◆ **AIM**
Print the lines below verbatim, omitting the pictures from your output.

◆ **Items from a data source**
::::

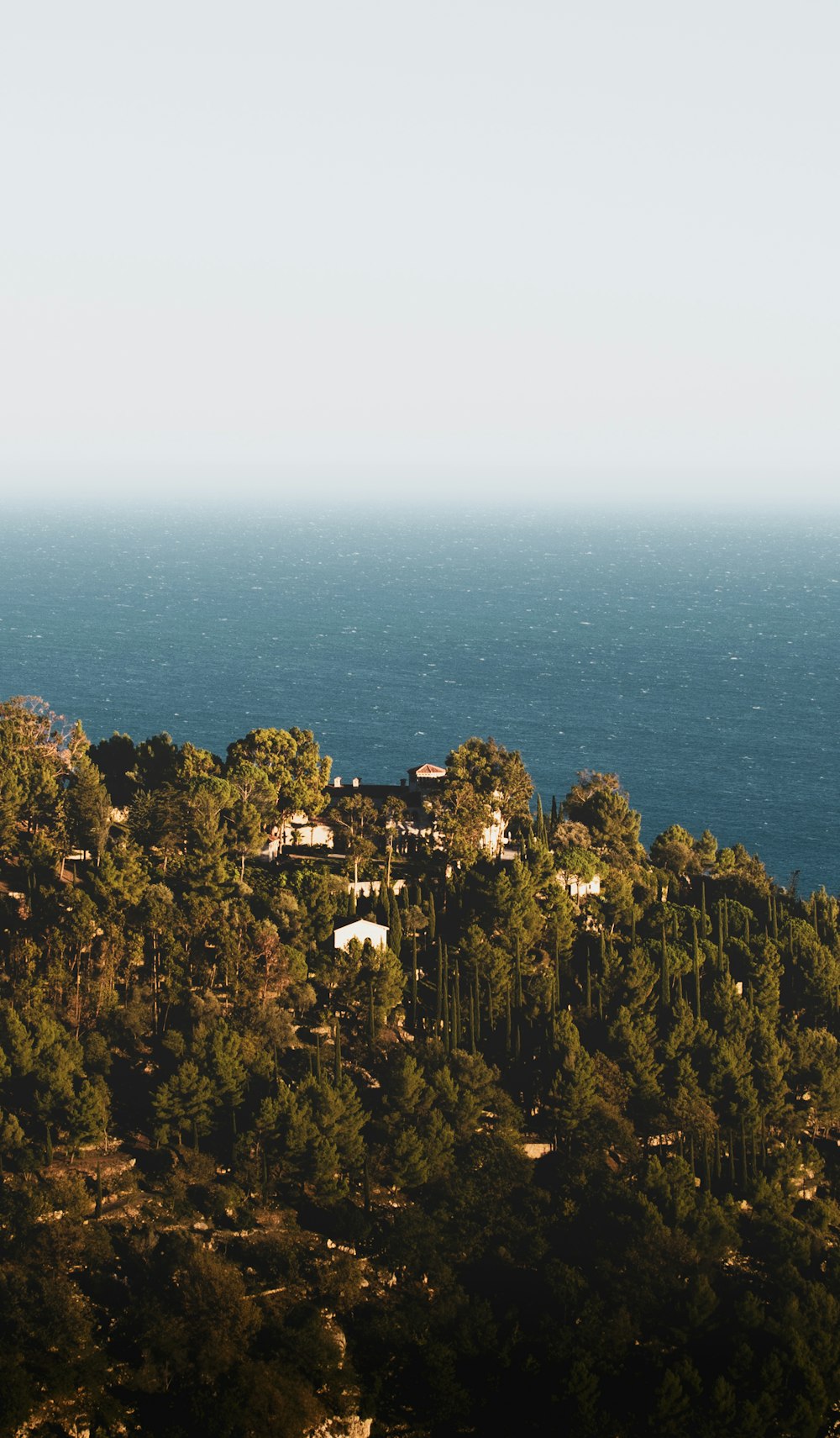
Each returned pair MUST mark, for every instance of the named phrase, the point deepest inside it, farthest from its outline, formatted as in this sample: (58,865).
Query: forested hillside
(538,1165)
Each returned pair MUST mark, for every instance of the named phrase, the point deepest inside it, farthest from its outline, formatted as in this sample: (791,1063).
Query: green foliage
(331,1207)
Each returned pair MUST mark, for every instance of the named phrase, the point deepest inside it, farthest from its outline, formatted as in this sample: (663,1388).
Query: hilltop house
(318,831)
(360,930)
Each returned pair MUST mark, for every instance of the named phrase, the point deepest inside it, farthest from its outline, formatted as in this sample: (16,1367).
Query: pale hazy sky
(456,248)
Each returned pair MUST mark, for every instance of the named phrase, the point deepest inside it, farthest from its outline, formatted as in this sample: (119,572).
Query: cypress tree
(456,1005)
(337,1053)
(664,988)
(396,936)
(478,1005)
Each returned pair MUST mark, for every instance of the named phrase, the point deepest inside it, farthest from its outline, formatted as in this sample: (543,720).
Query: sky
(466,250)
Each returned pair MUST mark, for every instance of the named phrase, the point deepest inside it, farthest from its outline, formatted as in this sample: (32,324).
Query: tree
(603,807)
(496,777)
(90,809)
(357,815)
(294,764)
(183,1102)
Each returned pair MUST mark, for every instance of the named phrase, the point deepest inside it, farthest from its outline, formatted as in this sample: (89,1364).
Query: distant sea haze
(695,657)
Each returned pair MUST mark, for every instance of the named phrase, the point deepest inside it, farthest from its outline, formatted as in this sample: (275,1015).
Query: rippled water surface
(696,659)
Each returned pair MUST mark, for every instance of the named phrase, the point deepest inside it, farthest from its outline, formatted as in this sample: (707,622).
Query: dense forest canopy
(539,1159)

::::

◆ **RESULT**
Each returned pair MUST mark, for every instance of the named phrase, the point deepest inside it, farthest from its outline, formatted as in this sample: (58,865).
Query: forested hillside
(538,1165)
Each returned pair MUST mark, for every instance of the named phrase, the point deepest inside it, farthest from its outline, formatted as in this sample: (791,1063).
Query: green foliage
(331,1207)
Each returned pair MUST mark, for every instance of the named phrase, the point deepest inside it, farthest from its outline, formatted as in this sample: (663,1388).
Query: hilltop house
(318,831)
(360,930)
Each returned pair MUST mark, for every instance of the named phrase, the point deepest inside it, farthest from its outline, formatted as in this sample: (16,1367).
Query: pale hazy sky
(456,248)
Each returned pair MUST mark, for every instance of the named phrase, the point deepest inside it, farthest from its outline, formatted as in this sample: (119,572).
Query: cypress tree
(456,1005)
(337,1053)
(664,988)
(396,936)
(478,1005)
Each returned pair MUST mark, for every instance of the named phrase, the point deepest inside it, farthest from its outline, formatted as in this sample: (543,720).
Query: sky
(466,250)
Each returned pair MUST mark, for every instance of the named phrase, the point deepest inside it, farthest from its outline, formatted as in this sample: (32,324).
Query: tree
(603,807)
(496,777)
(90,809)
(357,815)
(294,764)
(183,1102)
Each returned pair MUST mark, for every instance of the named phrase, the point deepest inside it, farthest from its outline, formatted as in this sample: (89,1364).
Query: distant sea haze
(695,657)
Each returned pair MUST mark, for every instance of the named phrase, the point deepest inside it, farthest from its outline, formatted as in this sample: (275,1015).
Query: rippled water surface
(696,659)
Each returned pair MUST mark, for every instance of the named phrase, the point deepest inside it, farthest from its outline, formatted as in this sample: (707,622).
Query: dense forest canopy
(539,1159)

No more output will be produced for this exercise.